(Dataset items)
------------------------

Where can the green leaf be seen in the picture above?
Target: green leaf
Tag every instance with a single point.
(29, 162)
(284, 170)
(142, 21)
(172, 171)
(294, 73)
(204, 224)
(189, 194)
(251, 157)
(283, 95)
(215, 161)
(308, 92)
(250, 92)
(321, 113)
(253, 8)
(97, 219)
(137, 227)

------------------------

Find every line in the material above that contains the word "leaf", and copy each of those lines.

Where can the green leaf be seen in the picture above?
Target: green leaf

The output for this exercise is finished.